EXERCISE =>
Look through the data below and return each line where "tongue" appears.
- - -
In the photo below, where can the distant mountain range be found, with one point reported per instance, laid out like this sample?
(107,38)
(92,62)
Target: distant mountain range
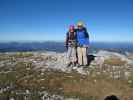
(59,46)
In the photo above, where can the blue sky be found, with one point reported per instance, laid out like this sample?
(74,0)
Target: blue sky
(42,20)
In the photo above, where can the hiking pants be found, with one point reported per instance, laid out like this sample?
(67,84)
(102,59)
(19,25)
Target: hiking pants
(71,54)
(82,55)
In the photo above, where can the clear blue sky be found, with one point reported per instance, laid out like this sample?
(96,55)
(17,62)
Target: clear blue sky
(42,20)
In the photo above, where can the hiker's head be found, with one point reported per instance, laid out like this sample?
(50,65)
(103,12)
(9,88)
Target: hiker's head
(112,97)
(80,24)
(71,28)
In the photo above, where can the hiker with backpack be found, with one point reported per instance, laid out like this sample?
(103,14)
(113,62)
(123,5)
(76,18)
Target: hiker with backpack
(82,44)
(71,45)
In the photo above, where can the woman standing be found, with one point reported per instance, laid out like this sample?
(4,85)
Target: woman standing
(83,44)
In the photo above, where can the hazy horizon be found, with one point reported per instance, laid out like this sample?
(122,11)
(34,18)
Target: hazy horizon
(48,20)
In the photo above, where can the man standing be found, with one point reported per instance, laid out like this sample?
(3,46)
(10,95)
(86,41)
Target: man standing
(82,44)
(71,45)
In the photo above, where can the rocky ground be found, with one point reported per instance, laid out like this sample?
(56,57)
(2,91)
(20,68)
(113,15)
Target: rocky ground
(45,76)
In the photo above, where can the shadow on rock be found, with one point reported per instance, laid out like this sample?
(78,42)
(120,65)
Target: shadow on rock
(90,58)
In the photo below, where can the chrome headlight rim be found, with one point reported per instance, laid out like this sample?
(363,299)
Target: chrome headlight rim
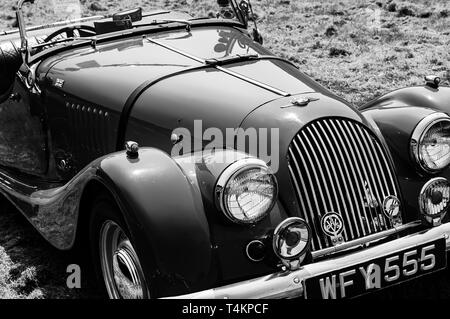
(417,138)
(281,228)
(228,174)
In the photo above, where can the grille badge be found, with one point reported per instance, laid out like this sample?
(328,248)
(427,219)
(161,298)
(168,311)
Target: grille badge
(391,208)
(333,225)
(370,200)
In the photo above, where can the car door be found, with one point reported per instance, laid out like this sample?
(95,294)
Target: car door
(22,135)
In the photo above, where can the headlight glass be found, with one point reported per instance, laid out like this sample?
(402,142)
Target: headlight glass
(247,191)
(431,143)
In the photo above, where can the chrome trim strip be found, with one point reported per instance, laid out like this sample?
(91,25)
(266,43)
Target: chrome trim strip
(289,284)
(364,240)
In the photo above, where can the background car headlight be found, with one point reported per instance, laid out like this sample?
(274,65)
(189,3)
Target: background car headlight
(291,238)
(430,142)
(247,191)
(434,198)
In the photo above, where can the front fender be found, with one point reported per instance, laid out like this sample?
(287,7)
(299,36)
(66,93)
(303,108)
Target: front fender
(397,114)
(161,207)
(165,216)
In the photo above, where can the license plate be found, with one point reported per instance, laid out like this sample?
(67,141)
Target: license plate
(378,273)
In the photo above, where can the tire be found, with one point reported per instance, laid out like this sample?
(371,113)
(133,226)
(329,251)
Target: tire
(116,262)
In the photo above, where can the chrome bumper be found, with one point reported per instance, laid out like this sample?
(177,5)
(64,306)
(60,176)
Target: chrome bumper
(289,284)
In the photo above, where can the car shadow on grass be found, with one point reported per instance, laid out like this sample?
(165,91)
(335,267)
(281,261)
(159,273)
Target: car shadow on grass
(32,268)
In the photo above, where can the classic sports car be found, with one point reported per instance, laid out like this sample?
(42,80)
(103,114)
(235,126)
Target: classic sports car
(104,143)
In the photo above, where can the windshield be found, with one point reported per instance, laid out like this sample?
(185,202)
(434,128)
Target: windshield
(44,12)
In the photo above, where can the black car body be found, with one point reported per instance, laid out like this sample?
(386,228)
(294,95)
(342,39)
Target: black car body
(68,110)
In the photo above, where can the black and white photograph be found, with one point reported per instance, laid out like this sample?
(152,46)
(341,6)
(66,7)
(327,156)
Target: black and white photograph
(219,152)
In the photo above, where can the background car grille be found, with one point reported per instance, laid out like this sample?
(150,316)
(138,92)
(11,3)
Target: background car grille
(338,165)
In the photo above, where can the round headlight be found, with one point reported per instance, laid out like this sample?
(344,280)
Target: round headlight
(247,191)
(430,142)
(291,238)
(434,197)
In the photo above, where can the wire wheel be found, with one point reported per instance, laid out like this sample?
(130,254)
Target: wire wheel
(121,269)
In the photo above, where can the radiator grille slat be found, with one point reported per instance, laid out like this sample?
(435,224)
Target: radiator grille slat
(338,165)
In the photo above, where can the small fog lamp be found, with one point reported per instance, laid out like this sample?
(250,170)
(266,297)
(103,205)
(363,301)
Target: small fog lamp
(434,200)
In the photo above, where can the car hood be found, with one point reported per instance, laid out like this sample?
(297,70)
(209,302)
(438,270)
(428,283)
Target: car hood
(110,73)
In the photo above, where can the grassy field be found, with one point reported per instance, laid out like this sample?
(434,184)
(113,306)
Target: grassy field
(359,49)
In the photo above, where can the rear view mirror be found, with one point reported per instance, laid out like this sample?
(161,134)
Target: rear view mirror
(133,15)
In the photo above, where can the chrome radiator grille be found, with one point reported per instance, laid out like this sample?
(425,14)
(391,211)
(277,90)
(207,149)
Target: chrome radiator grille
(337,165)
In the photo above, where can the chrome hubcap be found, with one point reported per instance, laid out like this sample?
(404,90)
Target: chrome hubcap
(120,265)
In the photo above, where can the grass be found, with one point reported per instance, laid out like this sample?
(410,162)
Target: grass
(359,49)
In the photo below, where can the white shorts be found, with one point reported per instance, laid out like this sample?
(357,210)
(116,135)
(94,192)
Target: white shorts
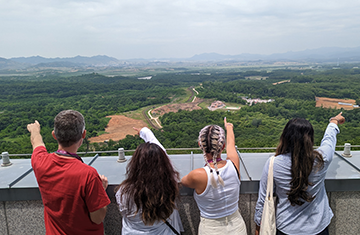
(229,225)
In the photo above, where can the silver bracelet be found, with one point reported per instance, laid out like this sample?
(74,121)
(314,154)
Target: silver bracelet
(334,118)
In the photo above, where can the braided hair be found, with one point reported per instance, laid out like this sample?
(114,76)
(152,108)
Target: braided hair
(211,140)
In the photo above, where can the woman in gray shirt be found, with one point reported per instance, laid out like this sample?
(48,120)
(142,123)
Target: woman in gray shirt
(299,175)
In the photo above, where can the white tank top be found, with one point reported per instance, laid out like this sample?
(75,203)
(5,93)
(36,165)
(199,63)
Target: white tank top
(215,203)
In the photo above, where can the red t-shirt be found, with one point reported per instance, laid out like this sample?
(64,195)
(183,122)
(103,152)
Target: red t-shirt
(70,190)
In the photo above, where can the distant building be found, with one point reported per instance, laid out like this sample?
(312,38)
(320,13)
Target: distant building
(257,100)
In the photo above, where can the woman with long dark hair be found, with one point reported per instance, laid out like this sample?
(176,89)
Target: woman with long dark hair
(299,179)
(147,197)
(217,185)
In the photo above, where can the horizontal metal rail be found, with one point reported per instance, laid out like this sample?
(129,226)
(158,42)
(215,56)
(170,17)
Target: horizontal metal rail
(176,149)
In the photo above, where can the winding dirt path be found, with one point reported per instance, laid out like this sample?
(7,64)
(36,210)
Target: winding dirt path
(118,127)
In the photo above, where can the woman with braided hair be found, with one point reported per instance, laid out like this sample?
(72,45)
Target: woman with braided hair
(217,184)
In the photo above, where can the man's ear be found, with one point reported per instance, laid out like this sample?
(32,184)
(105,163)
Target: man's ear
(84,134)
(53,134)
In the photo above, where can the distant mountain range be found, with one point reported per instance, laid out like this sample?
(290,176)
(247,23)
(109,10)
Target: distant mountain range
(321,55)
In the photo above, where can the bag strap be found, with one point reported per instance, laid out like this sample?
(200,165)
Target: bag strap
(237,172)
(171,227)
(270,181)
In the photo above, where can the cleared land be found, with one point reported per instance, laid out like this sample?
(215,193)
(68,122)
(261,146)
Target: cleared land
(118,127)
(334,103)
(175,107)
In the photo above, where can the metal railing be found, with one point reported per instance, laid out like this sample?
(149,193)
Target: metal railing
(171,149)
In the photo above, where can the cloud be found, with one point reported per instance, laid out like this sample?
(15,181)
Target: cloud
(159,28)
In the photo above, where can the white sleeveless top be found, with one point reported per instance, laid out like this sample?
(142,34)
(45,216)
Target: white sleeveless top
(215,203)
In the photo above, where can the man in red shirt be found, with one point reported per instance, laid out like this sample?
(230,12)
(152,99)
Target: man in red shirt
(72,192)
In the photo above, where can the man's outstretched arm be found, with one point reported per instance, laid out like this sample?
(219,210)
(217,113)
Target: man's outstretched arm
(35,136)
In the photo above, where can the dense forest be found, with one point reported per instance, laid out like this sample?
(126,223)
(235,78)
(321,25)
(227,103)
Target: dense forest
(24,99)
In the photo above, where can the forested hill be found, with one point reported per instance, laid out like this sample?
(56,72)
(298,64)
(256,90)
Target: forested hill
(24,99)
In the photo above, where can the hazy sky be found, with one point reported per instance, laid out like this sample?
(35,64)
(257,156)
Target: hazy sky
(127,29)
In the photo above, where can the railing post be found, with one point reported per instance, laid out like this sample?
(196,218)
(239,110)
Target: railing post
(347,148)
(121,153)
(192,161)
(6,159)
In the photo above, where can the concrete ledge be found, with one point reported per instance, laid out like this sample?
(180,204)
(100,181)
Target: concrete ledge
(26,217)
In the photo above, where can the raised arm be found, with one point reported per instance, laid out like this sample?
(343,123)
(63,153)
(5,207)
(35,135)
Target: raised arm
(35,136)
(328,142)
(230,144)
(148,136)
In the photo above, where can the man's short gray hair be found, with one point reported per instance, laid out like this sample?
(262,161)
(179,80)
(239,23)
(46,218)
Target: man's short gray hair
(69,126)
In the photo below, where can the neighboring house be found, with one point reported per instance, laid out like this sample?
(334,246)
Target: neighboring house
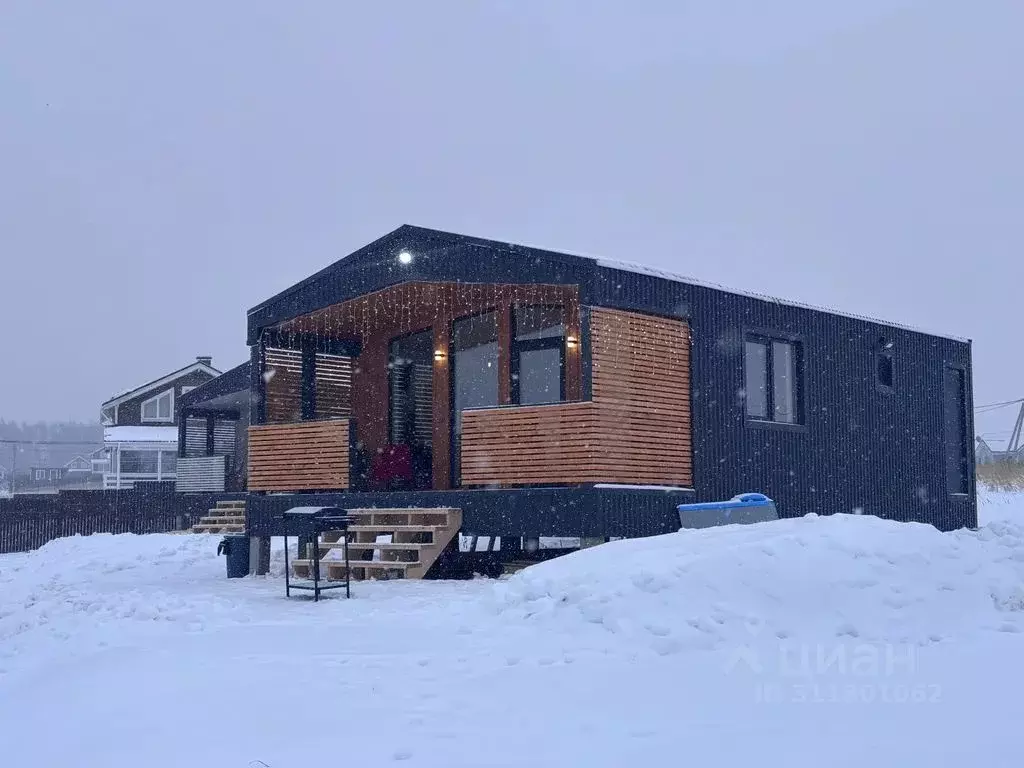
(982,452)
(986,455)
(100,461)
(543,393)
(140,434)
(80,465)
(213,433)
- - -
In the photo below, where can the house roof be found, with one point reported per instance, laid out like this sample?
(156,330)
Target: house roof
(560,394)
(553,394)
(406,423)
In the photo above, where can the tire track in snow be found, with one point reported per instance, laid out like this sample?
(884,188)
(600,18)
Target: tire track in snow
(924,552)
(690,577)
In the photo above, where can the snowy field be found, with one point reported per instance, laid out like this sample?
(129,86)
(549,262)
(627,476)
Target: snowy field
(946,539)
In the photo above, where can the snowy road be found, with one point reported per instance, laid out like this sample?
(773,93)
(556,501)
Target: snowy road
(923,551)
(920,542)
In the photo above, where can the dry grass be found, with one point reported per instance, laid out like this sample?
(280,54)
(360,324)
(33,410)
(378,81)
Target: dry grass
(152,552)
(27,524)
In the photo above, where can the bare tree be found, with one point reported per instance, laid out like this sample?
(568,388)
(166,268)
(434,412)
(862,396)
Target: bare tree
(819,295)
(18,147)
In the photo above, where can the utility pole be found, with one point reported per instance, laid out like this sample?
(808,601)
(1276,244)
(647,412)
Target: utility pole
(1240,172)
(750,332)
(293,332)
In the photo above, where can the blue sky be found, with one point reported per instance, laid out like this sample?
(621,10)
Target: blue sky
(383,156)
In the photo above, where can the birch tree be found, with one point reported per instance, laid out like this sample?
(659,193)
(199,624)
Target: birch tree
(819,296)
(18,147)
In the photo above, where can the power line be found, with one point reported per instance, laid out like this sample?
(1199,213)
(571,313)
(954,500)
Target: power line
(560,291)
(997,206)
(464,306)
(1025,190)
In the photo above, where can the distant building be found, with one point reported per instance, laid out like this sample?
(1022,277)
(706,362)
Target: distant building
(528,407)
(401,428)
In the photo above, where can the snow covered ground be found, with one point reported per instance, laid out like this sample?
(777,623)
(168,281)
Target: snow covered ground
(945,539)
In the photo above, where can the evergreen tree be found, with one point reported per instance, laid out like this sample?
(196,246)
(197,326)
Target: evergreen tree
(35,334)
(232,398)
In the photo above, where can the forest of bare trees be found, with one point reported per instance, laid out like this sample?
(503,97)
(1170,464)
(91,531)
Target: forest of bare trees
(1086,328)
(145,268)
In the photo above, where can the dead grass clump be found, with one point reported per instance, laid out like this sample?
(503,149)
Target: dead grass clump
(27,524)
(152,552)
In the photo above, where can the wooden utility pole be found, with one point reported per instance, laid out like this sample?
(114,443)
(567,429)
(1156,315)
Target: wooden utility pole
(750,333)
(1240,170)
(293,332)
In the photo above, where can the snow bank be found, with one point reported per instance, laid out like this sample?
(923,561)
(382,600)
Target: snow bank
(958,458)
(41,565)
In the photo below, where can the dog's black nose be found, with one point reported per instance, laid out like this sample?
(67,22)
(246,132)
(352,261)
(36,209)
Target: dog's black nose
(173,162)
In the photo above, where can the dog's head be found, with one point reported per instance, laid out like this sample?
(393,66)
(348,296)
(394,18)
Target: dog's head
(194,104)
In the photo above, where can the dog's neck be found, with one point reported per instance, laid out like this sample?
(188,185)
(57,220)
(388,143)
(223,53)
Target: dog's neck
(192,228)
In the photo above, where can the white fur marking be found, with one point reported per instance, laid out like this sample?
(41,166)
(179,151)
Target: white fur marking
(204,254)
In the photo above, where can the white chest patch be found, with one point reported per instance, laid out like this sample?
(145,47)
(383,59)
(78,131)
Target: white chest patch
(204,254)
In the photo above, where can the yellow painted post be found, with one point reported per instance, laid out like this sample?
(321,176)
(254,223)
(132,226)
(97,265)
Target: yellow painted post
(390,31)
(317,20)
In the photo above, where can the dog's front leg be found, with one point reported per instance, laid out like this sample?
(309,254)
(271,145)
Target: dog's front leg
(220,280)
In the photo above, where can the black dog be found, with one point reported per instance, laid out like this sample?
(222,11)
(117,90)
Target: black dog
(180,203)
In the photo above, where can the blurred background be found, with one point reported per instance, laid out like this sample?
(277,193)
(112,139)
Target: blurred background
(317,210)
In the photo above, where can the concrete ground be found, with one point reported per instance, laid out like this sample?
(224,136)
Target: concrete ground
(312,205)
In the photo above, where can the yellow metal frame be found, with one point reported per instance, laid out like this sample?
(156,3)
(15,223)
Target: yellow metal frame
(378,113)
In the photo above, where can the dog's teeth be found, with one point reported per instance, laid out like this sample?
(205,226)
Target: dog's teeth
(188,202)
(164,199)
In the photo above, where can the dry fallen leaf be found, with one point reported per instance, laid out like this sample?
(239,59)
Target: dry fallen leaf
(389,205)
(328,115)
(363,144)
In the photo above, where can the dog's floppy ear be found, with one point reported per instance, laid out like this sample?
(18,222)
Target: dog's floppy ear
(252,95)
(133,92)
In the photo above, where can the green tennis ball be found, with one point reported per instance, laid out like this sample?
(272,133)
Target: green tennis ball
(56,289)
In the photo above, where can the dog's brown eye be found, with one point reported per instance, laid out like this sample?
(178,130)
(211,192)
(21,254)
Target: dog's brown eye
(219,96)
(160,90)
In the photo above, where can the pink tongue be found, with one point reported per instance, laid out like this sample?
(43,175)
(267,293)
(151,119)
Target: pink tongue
- - -
ANSWER BELOW =>
In the photo above, where can the pink tongue be found, with one point reported per instance, laid out like this sample?
Target: pink tongue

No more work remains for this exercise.